Please say how many lines in the entries below hold the string "kindly", with no other words.

(Natural-language object grounding data)

══════════

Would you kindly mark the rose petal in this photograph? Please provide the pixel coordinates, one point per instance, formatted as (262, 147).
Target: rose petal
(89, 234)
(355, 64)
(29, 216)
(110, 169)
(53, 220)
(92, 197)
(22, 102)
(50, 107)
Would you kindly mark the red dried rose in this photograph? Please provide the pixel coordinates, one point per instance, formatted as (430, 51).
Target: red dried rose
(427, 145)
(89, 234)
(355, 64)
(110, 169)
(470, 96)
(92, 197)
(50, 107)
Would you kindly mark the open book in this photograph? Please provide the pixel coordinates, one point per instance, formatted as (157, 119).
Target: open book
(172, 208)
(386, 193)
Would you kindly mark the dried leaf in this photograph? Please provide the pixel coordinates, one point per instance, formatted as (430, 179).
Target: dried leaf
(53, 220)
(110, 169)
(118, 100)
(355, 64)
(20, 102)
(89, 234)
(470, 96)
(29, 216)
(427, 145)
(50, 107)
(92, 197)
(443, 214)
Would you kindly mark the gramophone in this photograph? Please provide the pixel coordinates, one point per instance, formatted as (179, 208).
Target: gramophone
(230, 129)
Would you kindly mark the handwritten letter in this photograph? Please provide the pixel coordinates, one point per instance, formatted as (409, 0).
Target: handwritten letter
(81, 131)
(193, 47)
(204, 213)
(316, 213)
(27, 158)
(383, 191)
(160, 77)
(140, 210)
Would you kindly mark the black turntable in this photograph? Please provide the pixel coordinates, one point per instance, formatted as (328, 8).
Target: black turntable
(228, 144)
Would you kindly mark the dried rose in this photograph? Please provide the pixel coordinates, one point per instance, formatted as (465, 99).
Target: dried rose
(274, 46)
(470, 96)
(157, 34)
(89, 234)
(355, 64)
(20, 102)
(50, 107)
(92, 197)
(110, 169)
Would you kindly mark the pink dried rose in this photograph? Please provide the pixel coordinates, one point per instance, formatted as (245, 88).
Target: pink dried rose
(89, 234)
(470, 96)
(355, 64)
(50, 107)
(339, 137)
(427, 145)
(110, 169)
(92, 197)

══════════

OUTPUT BELOW: 9